▶ _Written task_: Copy out, unchanged, the part of the material that begins with the line containing "Can you find the woman's bare foot" and runs through the final line of the material, including both ends.

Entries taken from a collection
+++++
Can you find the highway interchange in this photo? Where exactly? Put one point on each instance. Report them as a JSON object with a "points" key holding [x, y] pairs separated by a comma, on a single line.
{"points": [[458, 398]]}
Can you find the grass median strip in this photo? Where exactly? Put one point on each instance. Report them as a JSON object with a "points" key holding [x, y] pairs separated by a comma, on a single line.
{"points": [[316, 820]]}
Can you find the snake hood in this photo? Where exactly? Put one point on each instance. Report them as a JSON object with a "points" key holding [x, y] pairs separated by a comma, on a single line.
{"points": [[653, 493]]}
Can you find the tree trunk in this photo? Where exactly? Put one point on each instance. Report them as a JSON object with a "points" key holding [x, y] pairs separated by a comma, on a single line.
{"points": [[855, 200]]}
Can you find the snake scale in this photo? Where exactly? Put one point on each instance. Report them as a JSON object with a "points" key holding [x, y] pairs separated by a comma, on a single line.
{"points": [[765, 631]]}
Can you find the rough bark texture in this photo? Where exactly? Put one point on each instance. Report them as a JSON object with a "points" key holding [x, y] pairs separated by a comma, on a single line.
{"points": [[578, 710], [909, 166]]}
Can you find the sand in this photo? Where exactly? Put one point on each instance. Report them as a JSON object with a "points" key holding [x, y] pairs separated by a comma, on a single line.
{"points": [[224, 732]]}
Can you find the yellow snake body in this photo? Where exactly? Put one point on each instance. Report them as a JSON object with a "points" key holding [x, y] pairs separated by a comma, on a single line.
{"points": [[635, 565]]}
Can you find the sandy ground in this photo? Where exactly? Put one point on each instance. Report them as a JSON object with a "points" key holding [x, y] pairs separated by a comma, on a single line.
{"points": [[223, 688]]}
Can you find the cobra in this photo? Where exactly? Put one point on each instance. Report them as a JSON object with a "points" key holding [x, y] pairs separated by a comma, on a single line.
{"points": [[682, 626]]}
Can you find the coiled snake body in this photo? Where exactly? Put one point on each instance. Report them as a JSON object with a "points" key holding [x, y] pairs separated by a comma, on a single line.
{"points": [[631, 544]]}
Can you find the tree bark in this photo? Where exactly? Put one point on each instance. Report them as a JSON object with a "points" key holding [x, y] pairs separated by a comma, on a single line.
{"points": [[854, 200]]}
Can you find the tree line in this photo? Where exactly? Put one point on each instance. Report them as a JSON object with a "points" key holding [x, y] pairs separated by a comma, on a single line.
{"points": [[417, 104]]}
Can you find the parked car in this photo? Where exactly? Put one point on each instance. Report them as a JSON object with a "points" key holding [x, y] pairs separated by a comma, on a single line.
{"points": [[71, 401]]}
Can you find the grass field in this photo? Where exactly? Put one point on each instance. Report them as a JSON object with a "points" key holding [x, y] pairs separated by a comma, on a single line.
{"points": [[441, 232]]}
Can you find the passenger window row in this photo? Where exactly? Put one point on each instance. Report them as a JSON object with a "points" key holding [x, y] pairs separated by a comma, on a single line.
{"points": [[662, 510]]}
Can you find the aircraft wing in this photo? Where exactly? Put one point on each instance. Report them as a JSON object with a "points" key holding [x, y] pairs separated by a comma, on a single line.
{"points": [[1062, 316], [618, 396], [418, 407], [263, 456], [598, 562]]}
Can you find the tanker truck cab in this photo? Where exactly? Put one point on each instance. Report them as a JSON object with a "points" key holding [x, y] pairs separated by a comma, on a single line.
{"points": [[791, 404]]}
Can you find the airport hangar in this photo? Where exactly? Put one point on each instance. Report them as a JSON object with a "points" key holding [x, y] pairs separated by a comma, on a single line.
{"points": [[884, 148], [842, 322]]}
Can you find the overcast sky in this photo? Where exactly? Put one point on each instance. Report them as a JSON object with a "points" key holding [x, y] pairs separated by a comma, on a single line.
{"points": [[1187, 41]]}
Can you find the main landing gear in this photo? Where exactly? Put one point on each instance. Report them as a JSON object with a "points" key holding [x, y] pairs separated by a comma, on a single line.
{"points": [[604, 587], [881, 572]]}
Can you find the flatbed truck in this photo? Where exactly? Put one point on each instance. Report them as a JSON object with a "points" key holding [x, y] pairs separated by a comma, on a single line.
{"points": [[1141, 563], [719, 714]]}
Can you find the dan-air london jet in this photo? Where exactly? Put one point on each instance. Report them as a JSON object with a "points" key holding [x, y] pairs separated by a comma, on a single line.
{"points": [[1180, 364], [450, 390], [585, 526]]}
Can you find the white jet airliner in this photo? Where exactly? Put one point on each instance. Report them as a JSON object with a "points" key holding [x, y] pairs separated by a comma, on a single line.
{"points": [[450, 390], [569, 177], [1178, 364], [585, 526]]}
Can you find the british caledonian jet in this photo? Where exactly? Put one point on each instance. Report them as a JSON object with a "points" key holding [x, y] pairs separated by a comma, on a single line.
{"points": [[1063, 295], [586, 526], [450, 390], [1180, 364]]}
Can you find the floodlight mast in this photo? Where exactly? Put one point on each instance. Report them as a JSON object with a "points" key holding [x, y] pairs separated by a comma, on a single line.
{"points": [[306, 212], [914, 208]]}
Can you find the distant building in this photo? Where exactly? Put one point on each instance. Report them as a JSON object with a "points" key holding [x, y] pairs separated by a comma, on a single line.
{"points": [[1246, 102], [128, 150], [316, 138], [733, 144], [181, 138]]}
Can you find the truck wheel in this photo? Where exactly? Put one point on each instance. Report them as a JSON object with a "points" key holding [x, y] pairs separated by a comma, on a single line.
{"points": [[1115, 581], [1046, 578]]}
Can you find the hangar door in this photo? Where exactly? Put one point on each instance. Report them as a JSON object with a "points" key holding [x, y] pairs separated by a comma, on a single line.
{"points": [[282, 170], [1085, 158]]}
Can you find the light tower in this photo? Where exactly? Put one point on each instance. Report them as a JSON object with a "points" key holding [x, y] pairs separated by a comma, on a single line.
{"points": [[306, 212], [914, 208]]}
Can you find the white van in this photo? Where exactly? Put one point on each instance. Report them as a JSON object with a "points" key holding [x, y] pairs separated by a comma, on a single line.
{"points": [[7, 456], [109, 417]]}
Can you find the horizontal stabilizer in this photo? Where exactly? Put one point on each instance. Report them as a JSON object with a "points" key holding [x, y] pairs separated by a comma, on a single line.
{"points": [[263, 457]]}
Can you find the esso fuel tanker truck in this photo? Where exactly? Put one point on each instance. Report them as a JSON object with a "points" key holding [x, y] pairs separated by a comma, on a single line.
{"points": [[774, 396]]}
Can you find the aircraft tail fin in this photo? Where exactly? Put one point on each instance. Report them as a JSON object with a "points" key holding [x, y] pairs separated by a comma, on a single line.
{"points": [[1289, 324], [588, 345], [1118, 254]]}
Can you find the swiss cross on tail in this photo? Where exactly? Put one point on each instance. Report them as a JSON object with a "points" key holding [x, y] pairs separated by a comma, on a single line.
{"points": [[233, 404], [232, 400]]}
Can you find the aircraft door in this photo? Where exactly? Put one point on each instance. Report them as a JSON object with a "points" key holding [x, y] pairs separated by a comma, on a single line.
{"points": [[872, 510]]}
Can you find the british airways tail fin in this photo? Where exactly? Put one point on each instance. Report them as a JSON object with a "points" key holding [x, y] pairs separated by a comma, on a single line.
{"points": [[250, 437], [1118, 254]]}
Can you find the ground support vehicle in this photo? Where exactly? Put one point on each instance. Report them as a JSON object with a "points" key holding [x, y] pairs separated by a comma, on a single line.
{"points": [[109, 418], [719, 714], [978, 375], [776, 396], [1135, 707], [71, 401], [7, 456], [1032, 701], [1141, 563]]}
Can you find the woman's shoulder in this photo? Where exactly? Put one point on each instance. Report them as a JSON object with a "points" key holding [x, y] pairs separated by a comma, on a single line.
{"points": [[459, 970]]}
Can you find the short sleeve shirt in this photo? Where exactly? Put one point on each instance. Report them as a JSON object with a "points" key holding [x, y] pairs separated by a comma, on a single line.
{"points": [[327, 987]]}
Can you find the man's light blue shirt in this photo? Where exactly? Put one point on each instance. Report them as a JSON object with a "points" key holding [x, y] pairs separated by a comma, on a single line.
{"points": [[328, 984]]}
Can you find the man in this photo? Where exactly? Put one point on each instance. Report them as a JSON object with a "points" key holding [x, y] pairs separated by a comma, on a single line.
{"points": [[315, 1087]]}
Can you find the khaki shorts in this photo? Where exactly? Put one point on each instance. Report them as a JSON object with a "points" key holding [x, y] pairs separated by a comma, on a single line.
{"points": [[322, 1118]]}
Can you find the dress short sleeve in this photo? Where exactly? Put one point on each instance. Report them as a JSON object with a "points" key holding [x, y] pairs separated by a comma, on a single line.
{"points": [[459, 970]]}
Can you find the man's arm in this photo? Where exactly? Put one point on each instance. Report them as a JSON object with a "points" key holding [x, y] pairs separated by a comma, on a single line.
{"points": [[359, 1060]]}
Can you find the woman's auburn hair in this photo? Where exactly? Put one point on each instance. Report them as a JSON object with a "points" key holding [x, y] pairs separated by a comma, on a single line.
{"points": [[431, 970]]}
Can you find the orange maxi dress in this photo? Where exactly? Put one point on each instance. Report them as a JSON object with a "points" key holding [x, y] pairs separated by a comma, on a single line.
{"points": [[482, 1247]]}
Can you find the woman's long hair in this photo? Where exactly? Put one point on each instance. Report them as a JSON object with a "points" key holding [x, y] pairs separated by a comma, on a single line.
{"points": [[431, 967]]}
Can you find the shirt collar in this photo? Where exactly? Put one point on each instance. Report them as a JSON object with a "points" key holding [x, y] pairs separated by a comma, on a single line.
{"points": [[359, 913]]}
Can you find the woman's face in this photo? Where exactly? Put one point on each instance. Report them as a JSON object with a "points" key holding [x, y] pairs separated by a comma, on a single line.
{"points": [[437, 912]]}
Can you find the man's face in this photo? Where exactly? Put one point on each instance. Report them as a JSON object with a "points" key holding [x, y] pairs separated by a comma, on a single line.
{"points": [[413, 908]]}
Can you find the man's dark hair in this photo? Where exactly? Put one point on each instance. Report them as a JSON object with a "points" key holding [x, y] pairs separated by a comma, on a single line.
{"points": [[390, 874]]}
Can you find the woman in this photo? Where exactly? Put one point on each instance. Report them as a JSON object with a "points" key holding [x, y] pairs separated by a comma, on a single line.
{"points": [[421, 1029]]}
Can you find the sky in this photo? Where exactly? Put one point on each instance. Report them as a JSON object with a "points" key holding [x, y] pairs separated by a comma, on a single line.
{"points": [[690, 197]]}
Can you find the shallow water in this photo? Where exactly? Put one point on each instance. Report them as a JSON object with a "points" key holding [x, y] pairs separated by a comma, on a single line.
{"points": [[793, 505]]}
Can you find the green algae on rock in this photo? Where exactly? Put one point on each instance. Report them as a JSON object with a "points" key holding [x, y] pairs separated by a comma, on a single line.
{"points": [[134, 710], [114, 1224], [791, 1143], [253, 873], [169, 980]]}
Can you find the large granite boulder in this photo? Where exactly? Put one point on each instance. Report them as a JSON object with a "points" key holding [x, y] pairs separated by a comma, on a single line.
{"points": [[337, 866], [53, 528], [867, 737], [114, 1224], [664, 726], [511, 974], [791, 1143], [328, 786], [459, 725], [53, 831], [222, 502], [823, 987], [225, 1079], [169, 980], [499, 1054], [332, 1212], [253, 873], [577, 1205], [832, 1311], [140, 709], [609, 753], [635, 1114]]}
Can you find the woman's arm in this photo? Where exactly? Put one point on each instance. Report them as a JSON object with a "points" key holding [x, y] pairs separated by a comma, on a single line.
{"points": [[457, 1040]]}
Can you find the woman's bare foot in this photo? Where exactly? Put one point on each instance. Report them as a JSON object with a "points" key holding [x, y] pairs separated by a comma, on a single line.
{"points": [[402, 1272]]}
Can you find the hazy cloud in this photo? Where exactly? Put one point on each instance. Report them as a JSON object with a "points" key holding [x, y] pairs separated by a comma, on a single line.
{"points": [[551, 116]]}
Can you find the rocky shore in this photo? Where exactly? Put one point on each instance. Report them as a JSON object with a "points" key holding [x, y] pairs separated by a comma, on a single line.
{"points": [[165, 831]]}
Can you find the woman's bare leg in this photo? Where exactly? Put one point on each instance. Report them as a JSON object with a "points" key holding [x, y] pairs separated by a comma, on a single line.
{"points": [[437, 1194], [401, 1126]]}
+++++
▶ _Result for this task_:
Can you find the woman's bare foot in this photo? Where exactly? Put one point on each instance. Report them as a JSON object with a "points" key holding [x, y] pairs separated by a comma, on a single line.
{"points": [[402, 1272]]}
Can you find the hazy cloud in this photo? Where exactly? Put one point on each instance. Report them as a JSON object with a "points" key holding [x, y] pairs separated by a comma, on a single line.
{"points": [[551, 116]]}
Can you find the rocky shore in this photo? Where exactly? Put one point on each instance. Report them as a JSON object with a "points" key holding [x, y] pairs separated by a comma, on a single line.
{"points": [[165, 831]]}
Can you find the woman's bare leg in this photo? Where exactly? Put one point on each instance. Report them as a JSON object with a "points" key holding [x, y] pairs separated by a comma, on a single line.
{"points": [[437, 1194], [401, 1126]]}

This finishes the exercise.